→ **O QUE FAZER**: Retome o trecho sobre os coprodutos da siderurgia e dê continuidade a ele a partir da última frase apresentada.

====== TRECHO DO TEXTO

De acordo com a publicação Siderúrgica do Brasil 2010-2025, do Centro de Gestão e Estudos Estratégicos (CGEE), é por meio do sistema de gestão de coprodutos que se tem os maiores avanços no aumento da sustentabilidade ambiental nas indústrias siderúrgicas. Nas usinas integradas a coque, cerca de 80% do total de resíduos sólidos gerados são oriundos apenas de duas etapas: redução e refino.
Nas usinas semi-integradas, as fases de matérias-primas e refino (aciaria) respondem pela quase totalidade da geração. A escória de alto-forno é o coproduto com maior volume de geração, na faixa de 210 a 310 kg por tonelada de ferro-gusa produzido, dependendo da qualidade das matérias-primas utilizadas. No caso da escória de aciaria, a geração encontra-se na faixa de 100 a 150 kg por tonelada de aço produzido, dependendo da rota tecnológica e matérias-primas empregadas. A geração da escória de forno-panela (um tipo de equipamento que visa ao ajuste fino da composição do aço) é da ordem de 10 a 40 kg por tonelada de aço.

============
====== LINHAS DE DADOS

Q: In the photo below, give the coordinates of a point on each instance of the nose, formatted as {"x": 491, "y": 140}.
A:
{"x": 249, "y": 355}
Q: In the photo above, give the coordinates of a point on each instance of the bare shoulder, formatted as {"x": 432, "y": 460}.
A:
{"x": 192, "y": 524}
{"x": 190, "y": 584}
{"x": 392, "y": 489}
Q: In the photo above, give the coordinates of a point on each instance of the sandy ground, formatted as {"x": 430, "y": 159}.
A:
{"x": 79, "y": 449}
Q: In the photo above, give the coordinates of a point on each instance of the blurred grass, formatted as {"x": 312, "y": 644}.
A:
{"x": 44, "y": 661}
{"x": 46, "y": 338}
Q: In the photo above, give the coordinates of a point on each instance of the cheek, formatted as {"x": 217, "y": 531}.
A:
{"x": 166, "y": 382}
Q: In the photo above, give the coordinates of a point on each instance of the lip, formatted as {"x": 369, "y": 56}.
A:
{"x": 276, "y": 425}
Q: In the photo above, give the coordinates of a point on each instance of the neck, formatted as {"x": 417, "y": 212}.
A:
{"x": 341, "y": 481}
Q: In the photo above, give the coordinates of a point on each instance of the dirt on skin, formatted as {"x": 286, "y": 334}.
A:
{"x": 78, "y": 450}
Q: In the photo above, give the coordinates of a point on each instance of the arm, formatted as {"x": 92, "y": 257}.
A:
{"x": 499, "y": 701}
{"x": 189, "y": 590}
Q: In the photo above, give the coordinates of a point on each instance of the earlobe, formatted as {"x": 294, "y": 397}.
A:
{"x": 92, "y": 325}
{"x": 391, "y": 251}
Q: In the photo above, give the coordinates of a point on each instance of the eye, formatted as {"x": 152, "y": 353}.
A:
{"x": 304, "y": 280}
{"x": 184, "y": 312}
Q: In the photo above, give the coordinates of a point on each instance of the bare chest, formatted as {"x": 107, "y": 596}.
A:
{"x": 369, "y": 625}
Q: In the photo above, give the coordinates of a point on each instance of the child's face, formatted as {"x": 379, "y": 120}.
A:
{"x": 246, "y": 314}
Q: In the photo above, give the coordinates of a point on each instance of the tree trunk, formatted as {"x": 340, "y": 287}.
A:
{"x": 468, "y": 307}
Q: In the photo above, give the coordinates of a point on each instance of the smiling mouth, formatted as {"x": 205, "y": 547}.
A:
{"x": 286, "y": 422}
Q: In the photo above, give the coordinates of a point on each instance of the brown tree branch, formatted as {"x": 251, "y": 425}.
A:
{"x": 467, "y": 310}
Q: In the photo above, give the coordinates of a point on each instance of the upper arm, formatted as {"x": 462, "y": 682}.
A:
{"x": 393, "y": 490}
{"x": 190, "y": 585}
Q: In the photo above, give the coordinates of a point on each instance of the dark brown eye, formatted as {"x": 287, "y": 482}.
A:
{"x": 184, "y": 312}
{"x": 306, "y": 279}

============

→ **RESPOSTA DO EXERCÍCIO**:
A publicação afirma que a grande mudança de paradigma ocorrerá no tratamento dos resíduos, quando passarão a ter os mesmos controles no seu processo de geração que o aço recebe atualmente. Tal controle permitirá a geração de coprodutos mais padronizados e com, consequentemente, maior valor agregado. O aço, como material, tem afinidade com a proteção ambiental por possuir um desempenho superior a outros metais e por ser imediatamente reciclável. O aço é hoje o produto mais reciclável e mais reciclado do mundo.
De maneira geral, dos cerca de 550 kg de resíduos sólidos gerados por tonelada de aço produzido nas usinas integradas a coque, as siderúrgicas já recuperam (e reciclam) cerca de 98% destes materiais, sendo algumas empresas brasileiras consideradas referências internacionais neste campo, com índices superiores aos de várias usinas estrangeiras.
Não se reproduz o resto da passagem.